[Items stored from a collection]
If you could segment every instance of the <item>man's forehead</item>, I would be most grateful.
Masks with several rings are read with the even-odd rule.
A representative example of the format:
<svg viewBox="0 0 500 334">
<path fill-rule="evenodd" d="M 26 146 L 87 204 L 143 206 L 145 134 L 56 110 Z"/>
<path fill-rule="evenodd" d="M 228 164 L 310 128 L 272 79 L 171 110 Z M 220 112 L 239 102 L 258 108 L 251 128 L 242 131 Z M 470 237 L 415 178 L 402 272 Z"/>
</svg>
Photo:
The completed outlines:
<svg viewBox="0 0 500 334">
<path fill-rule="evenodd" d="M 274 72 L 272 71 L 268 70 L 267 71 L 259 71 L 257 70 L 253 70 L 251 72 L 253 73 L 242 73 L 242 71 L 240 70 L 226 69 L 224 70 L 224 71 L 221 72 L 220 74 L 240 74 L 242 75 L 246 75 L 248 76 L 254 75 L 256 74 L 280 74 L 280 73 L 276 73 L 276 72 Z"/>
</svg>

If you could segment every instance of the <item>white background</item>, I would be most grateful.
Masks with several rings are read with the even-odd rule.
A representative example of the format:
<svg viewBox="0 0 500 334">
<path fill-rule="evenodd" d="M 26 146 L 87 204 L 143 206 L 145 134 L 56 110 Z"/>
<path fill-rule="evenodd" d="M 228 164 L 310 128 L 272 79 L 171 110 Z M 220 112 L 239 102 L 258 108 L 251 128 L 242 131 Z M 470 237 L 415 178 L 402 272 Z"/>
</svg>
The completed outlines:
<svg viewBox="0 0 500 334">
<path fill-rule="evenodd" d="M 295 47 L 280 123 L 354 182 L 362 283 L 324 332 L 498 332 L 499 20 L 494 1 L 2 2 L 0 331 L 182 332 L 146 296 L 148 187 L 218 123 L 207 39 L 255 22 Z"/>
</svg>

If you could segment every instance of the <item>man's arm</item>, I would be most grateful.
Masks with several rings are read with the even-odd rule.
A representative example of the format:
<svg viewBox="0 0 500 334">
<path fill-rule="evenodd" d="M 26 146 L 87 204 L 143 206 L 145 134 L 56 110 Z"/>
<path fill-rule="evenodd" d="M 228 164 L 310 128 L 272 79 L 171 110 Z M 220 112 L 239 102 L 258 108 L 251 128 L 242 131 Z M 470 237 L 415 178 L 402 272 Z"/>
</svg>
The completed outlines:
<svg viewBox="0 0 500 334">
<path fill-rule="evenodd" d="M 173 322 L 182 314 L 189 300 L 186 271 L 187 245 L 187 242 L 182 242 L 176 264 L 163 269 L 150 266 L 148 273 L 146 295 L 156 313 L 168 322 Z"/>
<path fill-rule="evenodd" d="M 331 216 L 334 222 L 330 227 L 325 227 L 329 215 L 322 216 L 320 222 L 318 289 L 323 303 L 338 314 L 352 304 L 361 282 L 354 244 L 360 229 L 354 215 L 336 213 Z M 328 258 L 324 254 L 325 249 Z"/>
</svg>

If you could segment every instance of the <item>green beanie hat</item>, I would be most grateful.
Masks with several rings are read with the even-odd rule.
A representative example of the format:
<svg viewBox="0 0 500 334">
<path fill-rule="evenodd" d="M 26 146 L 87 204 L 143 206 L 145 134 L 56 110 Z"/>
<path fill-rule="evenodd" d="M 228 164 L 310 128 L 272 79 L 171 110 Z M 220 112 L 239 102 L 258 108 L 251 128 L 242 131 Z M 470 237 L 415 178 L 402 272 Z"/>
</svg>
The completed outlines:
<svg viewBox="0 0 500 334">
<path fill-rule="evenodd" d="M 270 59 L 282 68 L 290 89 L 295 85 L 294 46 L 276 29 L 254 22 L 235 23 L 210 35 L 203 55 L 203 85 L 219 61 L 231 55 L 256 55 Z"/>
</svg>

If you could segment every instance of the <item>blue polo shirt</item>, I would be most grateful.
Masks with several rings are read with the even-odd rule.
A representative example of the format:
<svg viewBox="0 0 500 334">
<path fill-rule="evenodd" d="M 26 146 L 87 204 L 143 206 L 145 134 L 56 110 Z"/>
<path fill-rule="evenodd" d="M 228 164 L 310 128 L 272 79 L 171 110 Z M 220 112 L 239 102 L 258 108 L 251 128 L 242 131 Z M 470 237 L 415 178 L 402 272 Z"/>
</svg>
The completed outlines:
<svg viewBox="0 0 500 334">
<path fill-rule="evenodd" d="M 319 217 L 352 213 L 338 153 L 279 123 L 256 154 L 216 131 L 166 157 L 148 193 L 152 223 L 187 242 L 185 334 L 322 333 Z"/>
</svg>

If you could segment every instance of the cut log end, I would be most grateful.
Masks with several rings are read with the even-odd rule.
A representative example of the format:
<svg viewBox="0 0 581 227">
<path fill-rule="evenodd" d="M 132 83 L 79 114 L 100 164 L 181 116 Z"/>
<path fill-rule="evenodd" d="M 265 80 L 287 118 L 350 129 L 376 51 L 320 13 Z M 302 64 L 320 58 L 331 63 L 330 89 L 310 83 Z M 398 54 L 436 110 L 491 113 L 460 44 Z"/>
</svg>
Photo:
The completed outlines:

| Work to complete |
Rewrite every line from the one containing "If you could segment every instance of the <item>blue" down to the end of the records, shifting each coordinate in the answers by adding 27 and leaving all other lines unchanged.

| Response to the task |
If you could segment every instance of the <item>blue polo shirt</item>, I would be most grateful.
Masks with several rings are read with the even-odd rule.
A representative example of the format:
<svg viewBox="0 0 500 334">
<path fill-rule="evenodd" d="M 26 146 L 87 204 L 143 206 L 145 134 L 56 110 Z"/>
<path fill-rule="evenodd" d="M 228 164 L 310 128 L 272 79 L 171 110 Z M 220 112 L 239 102 L 258 108 L 251 128 L 242 131 Z M 470 237 L 415 178 L 402 272 Z"/>
</svg>
The completed outlines:
<svg viewBox="27 27 527 361">
<path fill-rule="evenodd" d="M 346 244 L 379 240 L 365 180 L 306 150 L 283 181 L 243 158 L 193 184 L 175 220 L 179 250 L 214 269 L 212 361 L 349 360 Z"/>
</svg>

If you could segment every instance of the cut log end, I would be most grateful.
Masks with several rings are read with the even-odd rule.
A representative example of the format:
<svg viewBox="0 0 581 227">
<path fill-rule="evenodd" d="M 132 83 L 79 114 L 100 164 L 181 116 Z"/>
<path fill-rule="evenodd" d="M 265 80 L 287 118 L 350 129 L 376 51 L 320 13 Z M 302 64 L 320 58 L 331 63 L 330 89 L 310 83 Z M 398 54 L 436 110 L 491 113 L 460 44 Z"/>
</svg>
Photo:
The completed outlines:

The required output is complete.